* **Supplied text**
————————

# If only... how big might TiVo have been?



## kered (Dec 3, 2002)

This article on Digital Spy makes me wish things had been different!

http://www.digitalspy.co.uk/digitaltv/a88715/strong-growth-takes-sky-over-3m.html

I think back to when TiVo first launched here, I think it was £450, more than I could afford, but I said to myself: "I'm going to have one of those one day!"

A few years later, after Thomson had stopped making them, I bought one from Comet for £150, to protests from my wife that we didn't need any new-fangled technology! Then, after it was out of its year's guarantee, I set about putting in a 120GB hdd, to protests from my wife that she couldn't do without it if I broke it!

I haven't installed cachecard or networked to my PC, but even in its current form, its fantastic (but I don't need to tell you guys that!) And, yes, I am one of the idiots still paying £10/month.

I still have a CRT TV, but when I eventually get a big flat screen, I will probably be tempted to get a V+ box, but I don't expect it will be a patch on TiVo. That was a nice idea by Carl, setting up a poll in support of TiVo software for the V+, but it doesn't look as if that is going to happen.

I think some of the more knowledgable of you have mentioned UK TiVo subscriber numbers in the 10s of thousands, so to see that Sky+ is now at 3M is such an "if only" feeling!

Derek


----------



## gazter (Aug 1, 2001)

kered said:


> This article on Digital Spy makes me wish things had been different!
> 
> http://www.digitalspy.co.uk/digitaltv/a88715/strong-growth-takes-sky-over-3m.html
> 
> ...


I often cry myself to sleep at night, wondering, imagining skyhd with a tivo interface. We are so used to technology developing... I got my Tivo in 2001.. I was throwing some stuff out the other day and came across my old nokia 6210, the cutting edge of mobile phone technology. It now looks like a dodgy prop off the original star trek series in comparison to modern phones.

————————

* **Data records**
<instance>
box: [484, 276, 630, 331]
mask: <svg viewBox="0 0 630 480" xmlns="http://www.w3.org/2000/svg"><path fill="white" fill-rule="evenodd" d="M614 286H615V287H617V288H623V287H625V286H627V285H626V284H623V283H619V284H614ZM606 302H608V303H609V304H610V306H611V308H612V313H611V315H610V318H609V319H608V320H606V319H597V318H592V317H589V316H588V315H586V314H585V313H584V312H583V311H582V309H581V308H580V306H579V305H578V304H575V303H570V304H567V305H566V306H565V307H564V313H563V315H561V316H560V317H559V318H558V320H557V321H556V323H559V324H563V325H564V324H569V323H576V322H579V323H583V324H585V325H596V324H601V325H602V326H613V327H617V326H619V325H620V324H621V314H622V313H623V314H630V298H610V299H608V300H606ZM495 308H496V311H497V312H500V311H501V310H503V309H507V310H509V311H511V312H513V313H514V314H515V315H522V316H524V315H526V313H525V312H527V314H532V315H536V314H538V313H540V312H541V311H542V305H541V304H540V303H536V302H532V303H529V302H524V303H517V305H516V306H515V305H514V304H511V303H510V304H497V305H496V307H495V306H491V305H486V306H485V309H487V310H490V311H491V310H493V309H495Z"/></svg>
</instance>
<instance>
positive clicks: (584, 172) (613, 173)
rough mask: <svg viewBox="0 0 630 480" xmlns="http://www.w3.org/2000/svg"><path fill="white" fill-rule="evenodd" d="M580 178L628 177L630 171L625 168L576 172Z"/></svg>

————————

* **Questions to answer**
1) In the TiVo thread, rewrite the passage from "I haven't installed" to "going to happen.", substituting "plasma TV" for "CRT TV".
2) Pull out every line of the rows that contains the string "evenodd", matching case exactly.

* **Answers to the exercises**
1)
I haven't installed cachecard or networked to my PC, but even in its current form, its fantastic (but I don't need to tell you guys that!) And, yes, I am one of the idiots still paying £10/month.

I still have a plasma TV, but when I eventually get a big flat screen, I will probably be tempted to get a V+ box, but I don't expect it will be a patch on TiVo. That was a nice idea by Carl, setting up a poll in support of TiVo software for the V+, but it doesn't look as if that is going to happen.

2)
mask: <svg viewBox="0 0 630 480" xmlns="http://www.w3.org/2000/svg"><path fill="white" fill-rule="evenodd" d="M614 286H615V287H617V288H623V287H625V286H627V285H626V284H623V283H619V284H614ZM606 302H608V303H609V304H610V306H611V308H612V313H611V315H610V318H609V319H608V320H606V319H597V318H592V317H589V316H588V315H586V314H585V313H584V312H583V311H582V309H581V308H580V306H579V305H578V304H575V303H570V304H567V305H566V306H565V307H564V313H563V315H561V316H560V317H559V318H558V320H557V321H556V323H559V324H563V325H564V324H569V323H576V322H579V323H583V324H585V325H596V324H601V325H602V326H613V327H617V326H619V325H620V324H621V314H622V313H623V314H630V298H610V299H608V300H606ZM495 308H496V311H497V312H500V311H501V310H503V309H507V310H509V311H511V312H513V313H514V314H515V315H522V316H524V315H526V313H525V312H527V314H532V315H536V314H538V313H540V312H541V311H542V305H541V304H540V303H536V302H532V303H529V302H524V303H517V305H516V306H515V305H514V304H511V303H510V304H497V305H496V307H495V306H491V305H486V306H485V309H487V310H490V311H491V310H493V309H495Z"/></svg>
rough mask: <svg viewBox="0 0 630 480" xmlns="http://www.w3.org/2000/svg"><path fill="white" fill-rule="evenodd" d="M580 178L628 177L630 171L625 168L576 172Z"/></svg>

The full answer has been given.